Entries taken from a collection:
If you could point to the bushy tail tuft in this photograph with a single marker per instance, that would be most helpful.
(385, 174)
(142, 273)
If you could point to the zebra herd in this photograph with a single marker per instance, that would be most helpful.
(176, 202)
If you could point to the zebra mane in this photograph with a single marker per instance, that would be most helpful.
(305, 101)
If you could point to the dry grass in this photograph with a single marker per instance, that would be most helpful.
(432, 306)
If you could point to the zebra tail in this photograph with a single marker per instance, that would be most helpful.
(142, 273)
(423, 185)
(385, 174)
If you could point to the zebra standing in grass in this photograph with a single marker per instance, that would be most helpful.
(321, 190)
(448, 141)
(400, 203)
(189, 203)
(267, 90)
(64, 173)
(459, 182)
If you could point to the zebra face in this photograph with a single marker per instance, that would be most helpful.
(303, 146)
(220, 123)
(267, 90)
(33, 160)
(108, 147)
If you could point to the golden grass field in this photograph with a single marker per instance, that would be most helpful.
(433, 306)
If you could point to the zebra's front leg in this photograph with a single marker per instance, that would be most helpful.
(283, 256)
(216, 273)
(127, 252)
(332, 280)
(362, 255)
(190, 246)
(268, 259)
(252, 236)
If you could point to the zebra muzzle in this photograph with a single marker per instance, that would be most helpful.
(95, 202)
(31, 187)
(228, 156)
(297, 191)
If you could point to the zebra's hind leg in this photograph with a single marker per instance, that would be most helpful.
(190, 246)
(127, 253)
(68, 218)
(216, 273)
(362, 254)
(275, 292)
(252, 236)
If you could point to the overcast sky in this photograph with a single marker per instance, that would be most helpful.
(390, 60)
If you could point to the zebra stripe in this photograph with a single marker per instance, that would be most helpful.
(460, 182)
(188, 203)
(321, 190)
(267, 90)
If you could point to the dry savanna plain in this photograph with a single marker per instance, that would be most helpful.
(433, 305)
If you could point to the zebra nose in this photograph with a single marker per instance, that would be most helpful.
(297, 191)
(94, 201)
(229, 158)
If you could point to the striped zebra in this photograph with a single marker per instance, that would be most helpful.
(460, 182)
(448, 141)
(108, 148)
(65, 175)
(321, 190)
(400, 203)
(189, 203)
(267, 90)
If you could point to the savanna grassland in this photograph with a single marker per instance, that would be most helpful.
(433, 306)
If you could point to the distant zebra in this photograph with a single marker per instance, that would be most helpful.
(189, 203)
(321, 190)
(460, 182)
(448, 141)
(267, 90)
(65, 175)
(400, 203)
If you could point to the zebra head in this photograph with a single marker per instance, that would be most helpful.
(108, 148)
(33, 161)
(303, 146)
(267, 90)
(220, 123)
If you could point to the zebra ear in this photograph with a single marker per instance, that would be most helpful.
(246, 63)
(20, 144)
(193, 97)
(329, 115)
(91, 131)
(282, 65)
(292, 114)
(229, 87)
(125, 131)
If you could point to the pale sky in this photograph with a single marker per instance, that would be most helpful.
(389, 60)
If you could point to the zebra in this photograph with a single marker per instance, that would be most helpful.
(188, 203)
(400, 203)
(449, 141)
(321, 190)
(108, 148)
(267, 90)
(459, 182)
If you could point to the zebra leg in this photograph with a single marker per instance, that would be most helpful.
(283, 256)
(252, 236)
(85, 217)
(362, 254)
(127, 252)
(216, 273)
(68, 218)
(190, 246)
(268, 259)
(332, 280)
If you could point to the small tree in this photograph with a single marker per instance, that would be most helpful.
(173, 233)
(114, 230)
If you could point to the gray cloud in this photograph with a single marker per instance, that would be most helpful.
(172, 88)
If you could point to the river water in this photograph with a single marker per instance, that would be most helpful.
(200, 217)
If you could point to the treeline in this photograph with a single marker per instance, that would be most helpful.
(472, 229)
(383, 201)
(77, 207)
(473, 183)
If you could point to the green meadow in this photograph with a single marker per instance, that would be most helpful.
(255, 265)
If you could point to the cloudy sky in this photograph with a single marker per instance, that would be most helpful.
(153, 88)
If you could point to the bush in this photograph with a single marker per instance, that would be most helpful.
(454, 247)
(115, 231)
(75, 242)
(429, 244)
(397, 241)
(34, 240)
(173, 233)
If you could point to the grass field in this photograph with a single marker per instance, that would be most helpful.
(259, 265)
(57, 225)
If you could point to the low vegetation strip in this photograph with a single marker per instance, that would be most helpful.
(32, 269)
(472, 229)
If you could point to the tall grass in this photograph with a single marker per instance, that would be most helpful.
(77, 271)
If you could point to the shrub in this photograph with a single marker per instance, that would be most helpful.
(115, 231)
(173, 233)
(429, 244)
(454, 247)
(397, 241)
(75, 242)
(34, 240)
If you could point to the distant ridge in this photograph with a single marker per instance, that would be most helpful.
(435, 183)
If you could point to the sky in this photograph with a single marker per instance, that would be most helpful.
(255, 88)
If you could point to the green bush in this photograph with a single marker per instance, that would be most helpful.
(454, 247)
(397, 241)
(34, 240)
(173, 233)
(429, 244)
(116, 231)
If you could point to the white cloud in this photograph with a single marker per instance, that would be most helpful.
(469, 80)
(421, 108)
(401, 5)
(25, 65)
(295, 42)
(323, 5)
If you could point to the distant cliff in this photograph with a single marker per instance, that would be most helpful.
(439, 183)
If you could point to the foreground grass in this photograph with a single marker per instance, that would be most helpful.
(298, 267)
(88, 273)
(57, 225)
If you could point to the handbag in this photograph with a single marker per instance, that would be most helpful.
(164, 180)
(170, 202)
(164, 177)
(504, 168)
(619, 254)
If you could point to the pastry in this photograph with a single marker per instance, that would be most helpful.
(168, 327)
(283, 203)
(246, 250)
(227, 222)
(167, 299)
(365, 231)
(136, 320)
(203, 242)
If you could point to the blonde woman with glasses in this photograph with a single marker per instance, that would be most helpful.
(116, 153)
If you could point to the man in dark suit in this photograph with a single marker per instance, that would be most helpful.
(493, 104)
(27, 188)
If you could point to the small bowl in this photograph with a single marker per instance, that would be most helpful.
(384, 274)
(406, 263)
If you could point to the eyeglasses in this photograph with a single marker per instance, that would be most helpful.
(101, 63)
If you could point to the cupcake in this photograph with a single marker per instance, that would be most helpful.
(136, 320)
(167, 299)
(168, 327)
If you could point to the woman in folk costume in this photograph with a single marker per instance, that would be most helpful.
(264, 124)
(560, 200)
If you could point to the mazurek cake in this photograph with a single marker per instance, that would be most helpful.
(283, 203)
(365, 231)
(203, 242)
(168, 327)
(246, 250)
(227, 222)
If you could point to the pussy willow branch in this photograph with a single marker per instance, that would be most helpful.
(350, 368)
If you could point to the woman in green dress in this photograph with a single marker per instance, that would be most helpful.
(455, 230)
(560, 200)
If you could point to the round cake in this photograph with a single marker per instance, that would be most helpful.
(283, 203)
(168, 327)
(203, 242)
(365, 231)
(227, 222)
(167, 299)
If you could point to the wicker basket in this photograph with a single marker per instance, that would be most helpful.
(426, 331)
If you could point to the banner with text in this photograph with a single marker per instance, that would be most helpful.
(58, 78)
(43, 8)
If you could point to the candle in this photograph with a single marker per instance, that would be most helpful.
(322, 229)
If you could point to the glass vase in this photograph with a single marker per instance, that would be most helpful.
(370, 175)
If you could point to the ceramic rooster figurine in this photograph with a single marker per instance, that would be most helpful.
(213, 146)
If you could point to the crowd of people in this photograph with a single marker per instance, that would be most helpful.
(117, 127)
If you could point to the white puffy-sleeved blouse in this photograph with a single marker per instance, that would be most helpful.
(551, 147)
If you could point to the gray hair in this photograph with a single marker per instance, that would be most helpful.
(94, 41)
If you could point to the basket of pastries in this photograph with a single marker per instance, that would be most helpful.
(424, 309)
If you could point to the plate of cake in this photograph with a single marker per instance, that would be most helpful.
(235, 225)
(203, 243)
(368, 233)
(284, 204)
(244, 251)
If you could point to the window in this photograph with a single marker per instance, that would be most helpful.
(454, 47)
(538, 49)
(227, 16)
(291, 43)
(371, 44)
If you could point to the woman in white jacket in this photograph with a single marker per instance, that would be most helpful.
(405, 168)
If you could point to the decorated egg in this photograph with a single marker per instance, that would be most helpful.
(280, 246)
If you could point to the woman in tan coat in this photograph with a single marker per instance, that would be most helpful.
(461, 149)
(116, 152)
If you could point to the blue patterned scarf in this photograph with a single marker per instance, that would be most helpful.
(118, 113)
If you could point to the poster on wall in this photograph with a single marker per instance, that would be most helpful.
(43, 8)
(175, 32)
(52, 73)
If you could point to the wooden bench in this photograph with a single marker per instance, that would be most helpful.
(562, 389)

- DIRECTIONS FOR THIS TASK
In the answer, return exactly the lines from the line containing "If you could point to the blue" to the end of the records above, and no others.

- SOLUTION FOR THIS EXERCISE
If you could point to the blue patterned scarf in this photograph with a single marker per instance, that would be most helpful.
(118, 113)
If you could point to the poster on wall in this photograph with a single marker per instance, that would be most helpful.
(43, 8)
(175, 32)
(52, 73)
If you could point to the wooden bench in this photograph with a single marker per instance, that would be most helpful.
(562, 389)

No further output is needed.